_The problem_.
Filter the entries and keep only the lines where the string "locomotive" appears.

_Given information_.
------

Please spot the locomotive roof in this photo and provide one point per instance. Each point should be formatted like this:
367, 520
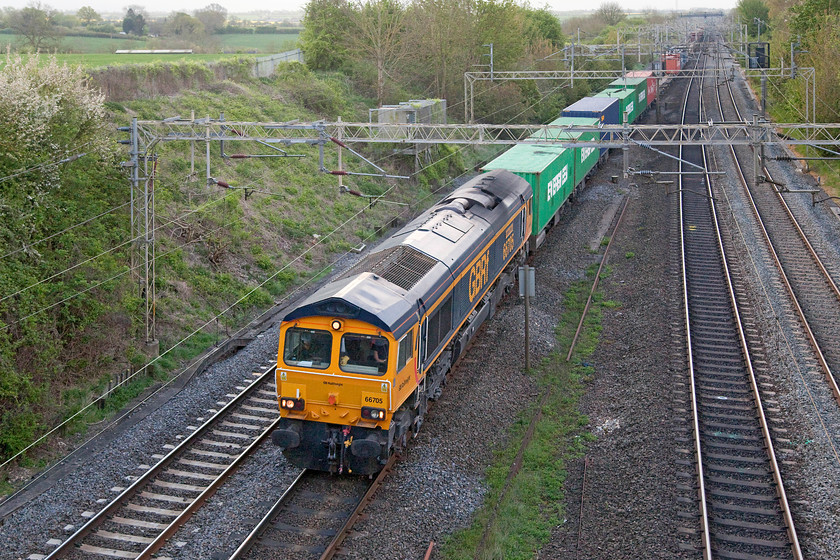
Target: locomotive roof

------

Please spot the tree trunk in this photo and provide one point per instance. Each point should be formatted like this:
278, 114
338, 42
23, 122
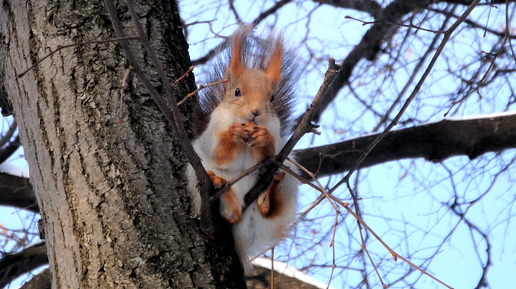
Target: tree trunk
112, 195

------

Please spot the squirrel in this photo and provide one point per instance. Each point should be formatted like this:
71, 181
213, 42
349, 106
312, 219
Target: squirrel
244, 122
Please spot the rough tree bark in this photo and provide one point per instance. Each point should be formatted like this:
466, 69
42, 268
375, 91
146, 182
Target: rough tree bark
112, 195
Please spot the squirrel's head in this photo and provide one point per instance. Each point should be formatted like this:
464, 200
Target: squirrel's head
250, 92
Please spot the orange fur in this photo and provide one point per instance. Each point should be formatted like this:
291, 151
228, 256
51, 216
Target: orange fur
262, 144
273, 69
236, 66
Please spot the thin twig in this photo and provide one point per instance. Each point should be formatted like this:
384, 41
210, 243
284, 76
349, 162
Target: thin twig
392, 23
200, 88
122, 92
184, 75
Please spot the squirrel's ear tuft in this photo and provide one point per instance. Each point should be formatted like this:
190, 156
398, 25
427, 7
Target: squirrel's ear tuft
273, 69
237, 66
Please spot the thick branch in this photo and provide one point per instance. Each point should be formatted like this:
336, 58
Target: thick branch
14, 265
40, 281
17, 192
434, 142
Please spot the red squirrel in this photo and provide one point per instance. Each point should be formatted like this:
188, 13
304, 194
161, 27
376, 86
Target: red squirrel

------

_Solution to the problem_.
Please spot the locomotive roof in this photo and provide one point per instance. Each point should be formatted like this:
Target: locomotive roof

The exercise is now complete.